- **How to complete this task**
Exactly reproduce the lines from the one holding "Where can you spot the riding" through the final line of the listing below, with both ends included and nothing else.

- **Material for this exercise**
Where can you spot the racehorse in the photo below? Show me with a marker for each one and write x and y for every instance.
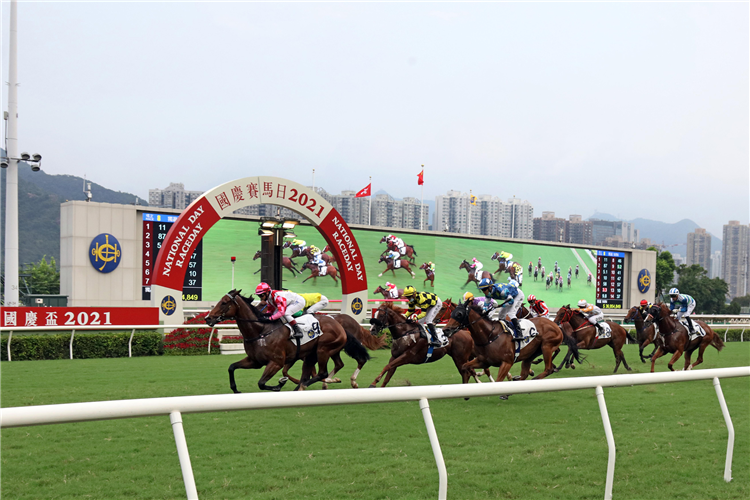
(673, 337)
(503, 265)
(465, 265)
(411, 348)
(390, 266)
(576, 325)
(314, 272)
(429, 273)
(494, 348)
(267, 343)
(285, 261)
(645, 336)
(385, 294)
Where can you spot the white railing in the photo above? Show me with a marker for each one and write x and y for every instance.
(176, 406)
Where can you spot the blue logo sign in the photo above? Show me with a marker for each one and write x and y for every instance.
(357, 305)
(105, 253)
(644, 281)
(168, 305)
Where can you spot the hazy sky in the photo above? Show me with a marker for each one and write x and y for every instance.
(636, 109)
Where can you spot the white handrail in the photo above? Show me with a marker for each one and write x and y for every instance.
(175, 406)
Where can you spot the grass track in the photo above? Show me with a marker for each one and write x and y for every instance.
(671, 439)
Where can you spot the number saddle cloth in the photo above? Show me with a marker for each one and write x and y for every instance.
(310, 328)
(528, 330)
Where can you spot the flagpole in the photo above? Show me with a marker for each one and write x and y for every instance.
(421, 203)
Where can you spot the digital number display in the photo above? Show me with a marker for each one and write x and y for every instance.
(155, 229)
(610, 272)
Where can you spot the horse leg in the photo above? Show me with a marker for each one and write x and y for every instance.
(245, 364)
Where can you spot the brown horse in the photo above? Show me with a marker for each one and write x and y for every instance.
(409, 251)
(645, 336)
(575, 324)
(314, 272)
(411, 348)
(430, 274)
(390, 266)
(385, 294)
(472, 278)
(267, 343)
(493, 347)
(673, 337)
(285, 261)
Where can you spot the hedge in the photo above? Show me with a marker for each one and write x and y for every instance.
(85, 345)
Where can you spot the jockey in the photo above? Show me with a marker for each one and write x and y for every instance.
(686, 304)
(476, 268)
(282, 303)
(593, 314)
(423, 307)
(510, 298)
(537, 308)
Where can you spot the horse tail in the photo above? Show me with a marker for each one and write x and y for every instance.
(355, 349)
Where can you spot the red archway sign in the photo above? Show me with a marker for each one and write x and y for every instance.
(195, 221)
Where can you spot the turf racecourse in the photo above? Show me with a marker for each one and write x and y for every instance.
(671, 439)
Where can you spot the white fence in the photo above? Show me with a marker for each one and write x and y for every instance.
(175, 407)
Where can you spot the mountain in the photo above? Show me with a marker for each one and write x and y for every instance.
(673, 236)
(39, 199)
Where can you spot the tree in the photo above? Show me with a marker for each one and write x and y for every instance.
(709, 294)
(43, 277)
(664, 270)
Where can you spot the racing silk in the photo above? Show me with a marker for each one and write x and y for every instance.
(423, 301)
(278, 301)
(683, 302)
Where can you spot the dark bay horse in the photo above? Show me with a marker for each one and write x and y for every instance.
(389, 263)
(645, 336)
(314, 272)
(267, 343)
(673, 338)
(429, 273)
(472, 278)
(411, 348)
(577, 326)
(285, 261)
(494, 347)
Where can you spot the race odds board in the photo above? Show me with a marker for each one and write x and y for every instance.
(155, 229)
(610, 272)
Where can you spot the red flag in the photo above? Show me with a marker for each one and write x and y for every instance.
(364, 192)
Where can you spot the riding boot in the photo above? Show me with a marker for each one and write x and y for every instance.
(297, 330)
(433, 335)
(517, 334)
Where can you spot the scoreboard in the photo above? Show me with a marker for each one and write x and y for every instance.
(155, 229)
(610, 273)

- **Written solution**
Where can you spot the riding boot in the photo above? Show me with a marker for each one and write x and y for every instance.
(297, 330)
(433, 335)
(517, 334)
Where can you spot the scoreboard in the photo above? Show me with a marker for each one and write x and y for every instance.
(155, 229)
(610, 273)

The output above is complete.